Case Name: COOPER d/b/a COOPER DIRECT RESPONSE MARKETING v. J.J. MARSH, INC.
Court: Florida Circuit Court
Jurisdiction: Florida
Decision Date: 1991-07-12
Citations: 49 Fla. Supp. 2d 10
Docket Number: Case No. 91-034 AP
Parties: COOPER d/b/a COOPER DIRECT RESPONSE MARKETING v J.J. MARSH, INC.
Judges: Before ESQUIROZ, ROBINSON, FIERRO, JJ.
Reporter: Florida Supplement Second
Volume: 49
Pages: 10–13

Head Matter:
COOPER d/b/a COOPER DIRECT RESPONSE MARKETING v J.J. MARSH, INC.
Case No. 91-034 AP
Eleventh Judicial Circuit, Dade County
July 12, 1991
APPEARANCES OF COUNSEL
Lee P. Marks, Esquire, Somberg & Marks, P.A., for appellant.
Joel M. Gaulkin, Esquire, for appellee.
Before ESQUIROZ, ROBINSON, FIERRO, JJ.

Opinion:
OPINION OF THE COURT
PER CURIAM
We reverse the trial court's order entering summary judgment in favor of appellee and against appellant individually because we agree with the appellant's position that the failure of a corporation to comply with the fictitious name law does not necessarily result in the imposition of personal liability on a corporate officer for obligations entered into in the corporate name. This proposition holds true even where the words "corporation," "company," "incorporated," or such other term as would clearly indicate corporate status, do not follow or qualify the corporate name used in the transaction, and where the corporate name has not been registered as a fictitious name without such descriptive word.

[Entries on where objects are located]
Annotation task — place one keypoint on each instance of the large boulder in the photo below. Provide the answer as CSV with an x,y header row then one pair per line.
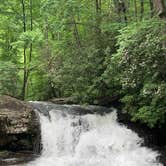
x,y
19,126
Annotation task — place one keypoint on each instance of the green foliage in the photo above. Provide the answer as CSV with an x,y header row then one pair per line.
x,y
141,58
8,78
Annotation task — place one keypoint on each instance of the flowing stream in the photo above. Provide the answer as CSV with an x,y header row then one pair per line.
x,y
85,139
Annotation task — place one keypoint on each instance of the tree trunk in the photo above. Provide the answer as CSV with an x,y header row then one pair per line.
x,y
160,8
31,46
135,9
24,52
151,8
142,9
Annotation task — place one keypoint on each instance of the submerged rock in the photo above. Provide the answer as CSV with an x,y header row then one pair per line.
x,y
19,126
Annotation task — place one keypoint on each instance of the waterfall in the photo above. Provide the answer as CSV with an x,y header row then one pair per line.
x,y
89,140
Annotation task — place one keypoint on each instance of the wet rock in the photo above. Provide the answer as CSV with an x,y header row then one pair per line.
x,y
19,126
65,100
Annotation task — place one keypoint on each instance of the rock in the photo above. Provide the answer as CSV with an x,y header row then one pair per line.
x,y
65,100
19,126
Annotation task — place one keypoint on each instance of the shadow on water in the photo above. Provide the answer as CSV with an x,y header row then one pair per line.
x,y
16,159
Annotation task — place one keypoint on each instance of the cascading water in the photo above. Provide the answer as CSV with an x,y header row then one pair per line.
x,y
89,140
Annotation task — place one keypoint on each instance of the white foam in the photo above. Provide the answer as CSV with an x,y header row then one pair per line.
x,y
90,140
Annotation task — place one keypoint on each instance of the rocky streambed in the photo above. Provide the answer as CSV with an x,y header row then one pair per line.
x,y
20,130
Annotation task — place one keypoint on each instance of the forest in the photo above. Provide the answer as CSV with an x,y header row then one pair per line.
x,y
101,52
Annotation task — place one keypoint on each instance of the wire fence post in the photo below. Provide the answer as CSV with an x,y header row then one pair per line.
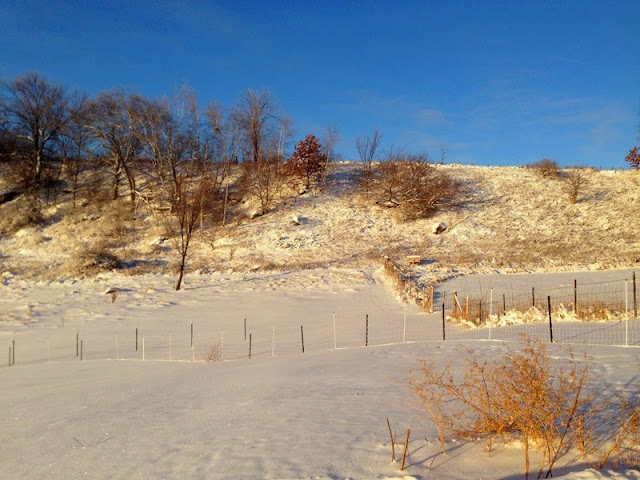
x,y
635,297
366,331
404,324
431,295
550,324
335,339
491,301
626,313
533,296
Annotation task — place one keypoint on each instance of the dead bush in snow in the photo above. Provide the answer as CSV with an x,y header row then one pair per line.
x,y
575,183
212,353
20,213
521,395
412,185
94,260
546,168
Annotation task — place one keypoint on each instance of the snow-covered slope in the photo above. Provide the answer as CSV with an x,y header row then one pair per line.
x,y
508,219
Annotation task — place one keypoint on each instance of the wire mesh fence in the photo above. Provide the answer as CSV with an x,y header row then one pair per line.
x,y
603,313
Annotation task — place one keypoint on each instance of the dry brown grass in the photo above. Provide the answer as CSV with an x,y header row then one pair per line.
x,y
549,407
211,353
520,395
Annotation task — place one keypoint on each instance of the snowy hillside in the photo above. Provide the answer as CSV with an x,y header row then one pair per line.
x,y
287,348
506,219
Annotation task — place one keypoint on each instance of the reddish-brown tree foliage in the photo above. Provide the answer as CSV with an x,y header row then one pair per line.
x,y
307,160
634,157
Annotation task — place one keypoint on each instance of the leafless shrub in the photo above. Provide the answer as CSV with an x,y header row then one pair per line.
x,y
264,180
622,447
575,183
413,186
212,353
93,260
20,213
520,395
546,168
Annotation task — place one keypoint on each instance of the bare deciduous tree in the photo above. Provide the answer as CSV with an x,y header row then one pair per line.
x,y
328,140
255,117
112,119
190,153
368,150
37,111
264,181
73,144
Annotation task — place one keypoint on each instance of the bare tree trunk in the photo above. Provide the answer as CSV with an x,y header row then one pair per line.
x,y
183,261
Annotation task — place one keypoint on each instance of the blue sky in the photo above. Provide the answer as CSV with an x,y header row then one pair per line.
x,y
503,83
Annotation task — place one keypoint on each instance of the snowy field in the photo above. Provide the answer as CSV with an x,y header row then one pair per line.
x,y
281,415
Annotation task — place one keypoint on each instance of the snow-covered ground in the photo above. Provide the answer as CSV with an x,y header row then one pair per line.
x,y
321,414
149,406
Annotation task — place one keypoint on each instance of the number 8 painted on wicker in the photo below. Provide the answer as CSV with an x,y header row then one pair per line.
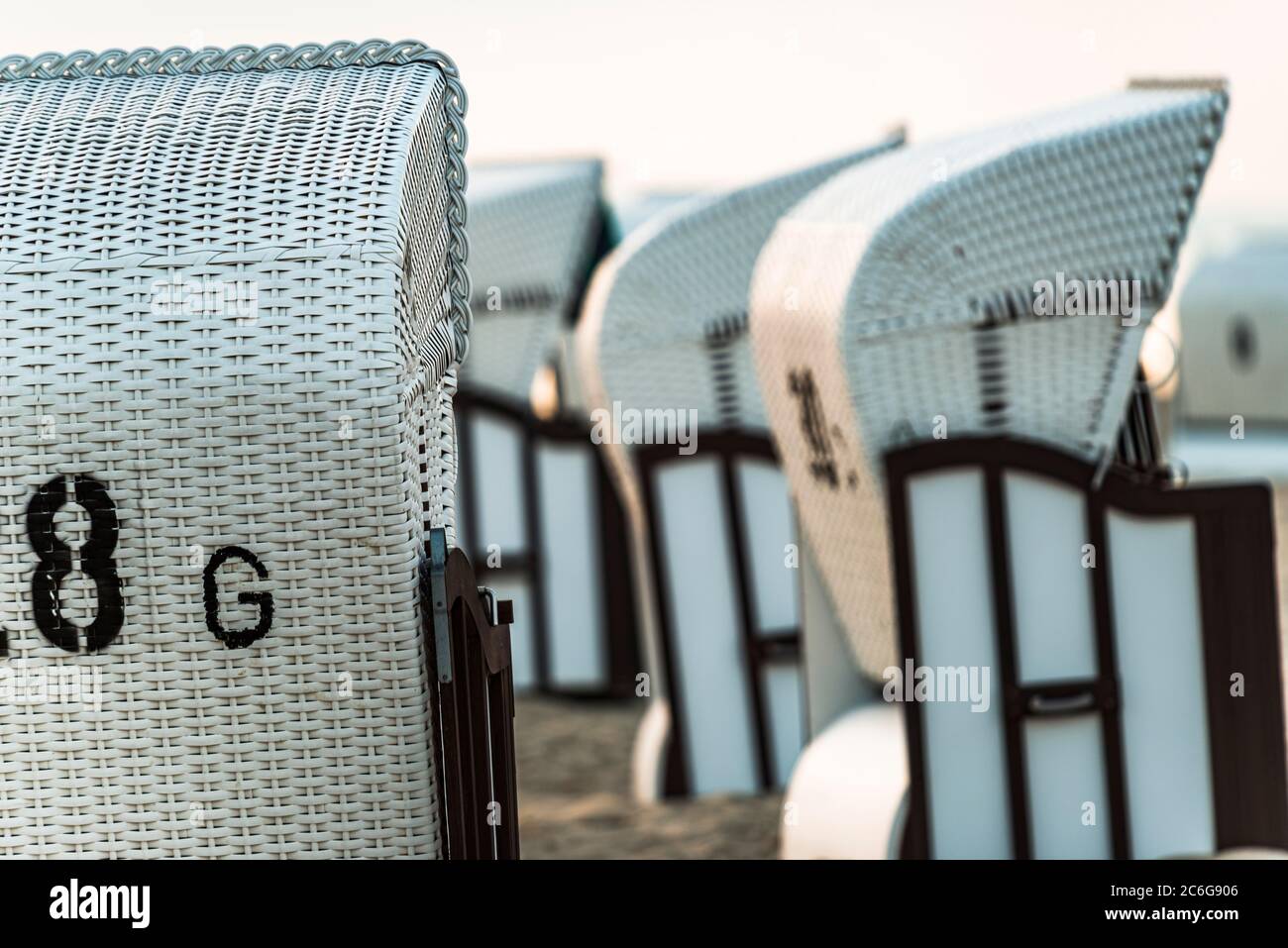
x,y
55,563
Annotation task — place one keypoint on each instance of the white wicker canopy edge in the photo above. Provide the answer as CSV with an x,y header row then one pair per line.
x,y
678,286
643,331
533,232
901,295
299,424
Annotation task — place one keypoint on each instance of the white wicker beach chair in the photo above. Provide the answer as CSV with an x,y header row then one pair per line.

> [JOB 1]:
Reproduce the court opinion from "Case Name: COOPER" up to and including "Judges: Before ESQUIROZ, ROBINSON, FIERRO, JJ.", taking out "Decision Date" and putting "Ruling Date" in its place.
> [JOB 2]:
Multiply every x and y coordinate in the answers of the entries by 1.15, rounding to whole numbers with halves going up, and write out the entries from the line with "of the leafless" up to and including the last line of the entries. Keep the requests in, but leave the pictures out.

> [EXERCISE ANSWER 1]:
Case Name: COOPER d/b/a COOPER DIRECT RESPONSE MARKETING v. J.J. MARSH, INC.
Court: Florida Circuit Court
Jurisdiction: Florida
Ruling Date: 1991-07-12
Citations: 49 Fla. Supp. 2d 10
Docket Number: Case No. 91-034 AP
Parties: COOPER d/b/a COOPER DIRECT RESPONSE MARKETING v J.J. MARSH, INC.
Judges: Before ESQUIROZ, ROBINSON, FIERRO, JJ.

> [EXERCISE ANSWER 2]:
Annotation task — place one keypoint on each instance of the leafless shrub in the photo above. Provide the answer as CSV with an x,y header row then one pair per line.
x,y
304,207
715,514
661,210
475,214
244,406
107,299
23,245
598,454
628,193
Annotation task — place one keypoint on each instance of the bare deciduous tree in the photo above. Provide the answer as CSV with an x,y header row then one pair per line.
x,y
377,161
293,135
129,137
219,176
423,173
43,128
304,208
84,166
Annotation task — place one keypoint on each instance of the bare tree trunk in the photo above. Provide the answer as CSV with an x,y header row then one pair per line.
x,y
210,300
Annotation task — place one keypoint on each instance of the blue sky in the photo above. Provide the answer as CSV with an x,y header row then one pair per line.
x,y
578,95
Annotation task — place one keypoint on each instance of the snowy field in the photo above. Provide the answer as CSV with an x,y header row then one pair per line.
x,y
323,477
Annotation task — place one keypoint on each instance of the snow-covered ground in the photo above. Provide the answer as CSV with an x,y header row then one pair per line.
x,y
369,476
171,467
Annotation task — place one keypoint on each instance of the number 8 painted on wicker in the photo below. Provide the answer as CSV with an x,y header row then one pair per line.
x,y
63,647
Annotation task — place one keypoint on each instance of the white wicker canopy edge in the photo above. Provide the answer as CSV with an x,y header row then one pair per line.
x,y
780,329
739,381
613,267
1036,339
344,488
Annotation task — place one keypoint on each instance of the white wicker beach chair in the photo above. Provide the answer as CSV with an x,y header row then one pair per line.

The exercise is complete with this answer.